> _Requirement_
Transcribe the records word for word from their start through the line containing "positive clicks: (176, 221)", leaving the pictures out of your answer.
═══ Entries supplied ═══
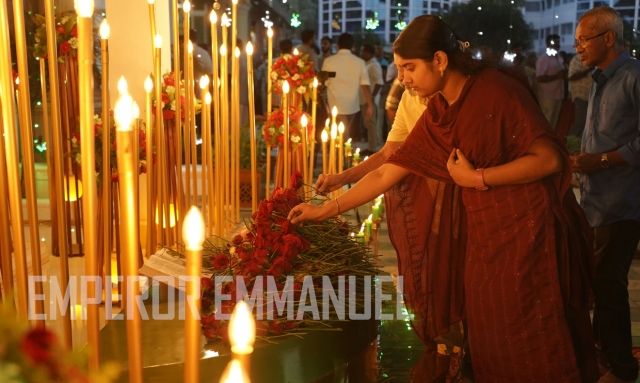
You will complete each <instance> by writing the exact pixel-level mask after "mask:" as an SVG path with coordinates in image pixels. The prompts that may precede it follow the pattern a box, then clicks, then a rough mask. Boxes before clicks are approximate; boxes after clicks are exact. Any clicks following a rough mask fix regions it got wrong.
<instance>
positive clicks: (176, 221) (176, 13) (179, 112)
mask: <svg viewBox="0 0 640 383" xmlns="http://www.w3.org/2000/svg"><path fill="white" fill-rule="evenodd" d="M171 11H172V12H171V24H172V25H171V30H172V31H173V36H174V44H173V71H174V80H175V84H176V89H180V78H181V77H180V66H181V65H180V44H178V42H177V40H176V37H175V36H178V35H180V26H179V24H178V0H171ZM158 134H160V132H158ZM173 137H174V141H175V142H174V145H175V153H176V155H175V164H172V166H175V171H176V175H177V176H176V182H177V184H176V186H177V189H178V190H177V196H176V201H175V211H176V214H175V217H176V218H175V220H176V223H177V225H176V227H181V226H180V225H181V223H182V217H181V216H180V214H182V212H183V211H185V205H184V190H183V189H182V105H180V103H179V102H176V115H175V120H174V135H173Z"/></svg>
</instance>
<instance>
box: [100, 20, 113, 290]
mask: <svg viewBox="0 0 640 383" xmlns="http://www.w3.org/2000/svg"><path fill="white" fill-rule="evenodd" d="M110 34H111V28H110V27H109V23H108V22H107V19H103V20H102V23H101V24H100V49H101V53H102V61H101V63H102V114H101V116H102V126H103V127H109V126H110V121H109V119H110V115H109V105H111V102H110V99H109V35H110ZM111 141H112V139H111V129H110V128H107V129H102V185H100V186H101V187H102V206H103V207H102V218H103V221H102V225H103V228H102V230H103V232H102V233H103V237H104V241H103V248H102V252H103V256H104V259H103V270H104V275H111V242H110V238H111V225H112V220H111ZM110 293H111V286H106V285H105V294H110Z"/></svg>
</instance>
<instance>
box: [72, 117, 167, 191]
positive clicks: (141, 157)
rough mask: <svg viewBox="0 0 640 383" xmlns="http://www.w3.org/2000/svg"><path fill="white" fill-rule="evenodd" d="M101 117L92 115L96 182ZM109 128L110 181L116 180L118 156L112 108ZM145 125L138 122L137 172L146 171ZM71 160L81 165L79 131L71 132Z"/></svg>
mask: <svg viewBox="0 0 640 383" xmlns="http://www.w3.org/2000/svg"><path fill="white" fill-rule="evenodd" d="M103 125H104V124H103V123H102V118H101V117H100V116H99V115H97V114H96V115H94V116H93V132H94V136H95V141H94V142H95V153H96V158H95V164H96V178H97V180H98V182H100V181H101V180H102V170H103V166H102V162H103V161H102V131H103V129H104V127H103ZM109 128H110V130H111V133H110V138H111V145H109V146H110V153H109V165H110V166H111V181H112V182H118V158H117V156H116V148H117V142H116V122H115V119H114V117H113V110H110V111H109ZM145 130H146V125H145V123H144V122H143V121H141V122H140V129H138V161H139V163H138V171H139V174H144V173H146V172H147V166H146V161H147V134H146V133H145ZM69 156H70V157H71V159H72V161H73V162H74V163H76V164H77V165H78V166H82V160H81V157H82V154H81V146H80V131H75V132H72V133H71V152H70V153H69ZM155 161H156V153H155V148H154V152H153V162H154V163H155Z"/></svg>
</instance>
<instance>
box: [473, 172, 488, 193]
mask: <svg viewBox="0 0 640 383" xmlns="http://www.w3.org/2000/svg"><path fill="white" fill-rule="evenodd" d="M476 190H481V191H484V190H489V187H488V186H487V185H485V183H484V168H480V169H476Z"/></svg>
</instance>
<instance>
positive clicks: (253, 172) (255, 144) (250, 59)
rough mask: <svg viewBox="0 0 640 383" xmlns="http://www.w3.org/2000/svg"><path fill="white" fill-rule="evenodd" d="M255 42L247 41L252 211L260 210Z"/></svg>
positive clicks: (247, 80) (247, 79) (247, 83)
mask: <svg viewBox="0 0 640 383" xmlns="http://www.w3.org/2000/svg"><path fill="white" fill-rule="evenodd" d="M253 85H254V84H253V44H251V42H248V43H247V88H248V98H249V140H250V141H251V211H258V178H257V177H258V174H257V170H258V167H257V154H258V150H257V148H256V106H255V100H254V98H253V93H254V90H253Z"/></svg>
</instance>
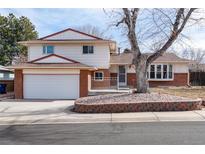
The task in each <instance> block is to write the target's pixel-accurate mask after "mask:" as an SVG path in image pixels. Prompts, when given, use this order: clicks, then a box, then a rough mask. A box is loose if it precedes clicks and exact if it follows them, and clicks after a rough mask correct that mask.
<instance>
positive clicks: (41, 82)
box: [9, 28, 189, 99]
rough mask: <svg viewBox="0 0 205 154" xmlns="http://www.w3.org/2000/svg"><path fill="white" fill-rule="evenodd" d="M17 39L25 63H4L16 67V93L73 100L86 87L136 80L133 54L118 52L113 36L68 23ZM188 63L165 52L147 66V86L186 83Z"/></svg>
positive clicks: (84, 92)
mask: <svg viewBox="0 0 205 154" xmlns="http://www.w3.org/2000/svg"><path fill="white" fill-rule="evenodd" d="M19 43H20V44H22V45H25V46H27V47H28V62H27V63H22V64H18V65H15V66H10V67H9V68H12V69H15V84H14V91H15V98H18V99H22V98H25V99H76V98H79V97H85V96H87V95H88V92H89V90H90V89H101V88H108V87H112V86H113V85H118V87H119V86H128V87H134V85H135V82H136V77H135V74H134V73H135V70H134V68H133V66H132V64H131V60H132V57H131V56H132V55H131V54H130V53H122V54H118V53H117V52H116V43H115V41H111V40H105V39H102V38H99V37H96V36H93V35H89V34H86V33H83V32H80V31H77V30H74V29H70V28H69V29H66V30H63V31H60V32H57V33H54V34H51V35H48V36H46V37H43V38H40V39H38V40H31V41H23V42H19ZM187 64H188V61H187V60H185V59H181V58H179V57H177V56H176V55H174V54H165V55H164V56H162V57H160V58H159V59H158V60H157V61H156V62H155V63H153V64H152V65H150V69H149V71H148V78H149V80H150V83H151V85H153V86H157V85H176V86H177V85H180V86H182V85H187V83H188V81H189V79H188V76H189V74H188V67H187V66H188V65H187Z"/></svg>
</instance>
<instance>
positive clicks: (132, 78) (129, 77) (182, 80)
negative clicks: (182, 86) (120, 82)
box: [127, 73, 188, 87]
mask: <svg viewBox="0 0 205 154" xmlns="http://www.w3.org/2000/svg"><path fill="white" fill-rule="evenodd" d="M135 83H136V75H135V73H128V74H127V85H128V86H130V87H133V85H135ZM187 84H188V73H175V74H174V80H173V81H149V86H150V87H157V86H186V85H187Z"/></svg>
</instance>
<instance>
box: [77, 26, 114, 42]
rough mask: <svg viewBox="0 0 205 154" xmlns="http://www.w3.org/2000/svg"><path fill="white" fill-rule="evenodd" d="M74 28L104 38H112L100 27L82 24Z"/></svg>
mask: <svg viewBox="0 0 205 154" xmlns="http://www.w3.org/2000/svg"><path fill="white" fill-rule="evenodd" d="M75 29H77V30H79V31H82V32H84V33H88V34H91V35H94V36H97V37H100V38H104V39H111V38H112V36H111V35H109V34H107V30H104V29H101V28H99V27H97V26H92V25H83V26H79V27H76V28H75Z"/></svg>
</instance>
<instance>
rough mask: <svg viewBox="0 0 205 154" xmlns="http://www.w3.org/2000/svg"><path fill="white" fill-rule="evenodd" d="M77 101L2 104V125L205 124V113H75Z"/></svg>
mask: <svg viewBox="0 0 205 154" xmlns="http://www.w3.org/2000/svg"><path fill="white" fill-rule="evenodd" d="M73 105H74V101H73V100H4V101H0V125H17V124H61V123H121V122H162V121H205V110H204V109H203V110H195V111H182V112H180V111H178V112H135V113H105V114H99V113H97V114H83V113H75V112H72V111H71V109H72V108H73Z"/></svg>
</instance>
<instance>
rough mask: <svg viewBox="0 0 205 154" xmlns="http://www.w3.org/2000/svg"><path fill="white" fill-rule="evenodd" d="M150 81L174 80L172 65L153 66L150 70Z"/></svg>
mask: <svg viewBox="0 0 205 154" xmlns="http://www.w3.org/2000/svg"><path fill="white" fill-rule="evenodd" d="M147 74H149V75H148V76H147V77H148V79H159V80H166V79H173V66H172V65H171V64H169V65H167V64H152V65H150V67H149V69H148V73H147Z"/></svg>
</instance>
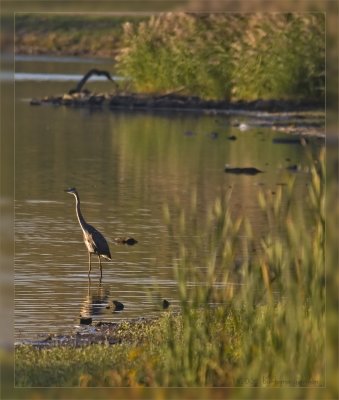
═══
> _Answer to this task_
You will complete each <instance> by writing the exact pixel-level mask after "mask:" as an SVG path with coordinates in image pixels. The prompts that may precede it follow the pattern a box, then clicks, then a rough mask. Boxes before clicks are approximate; boxes after clicks are exact. Any clicks following a rough mask fix regions it got wrong.
<instance>
positive clicks: (176, 221) (176, 13) (179, 112)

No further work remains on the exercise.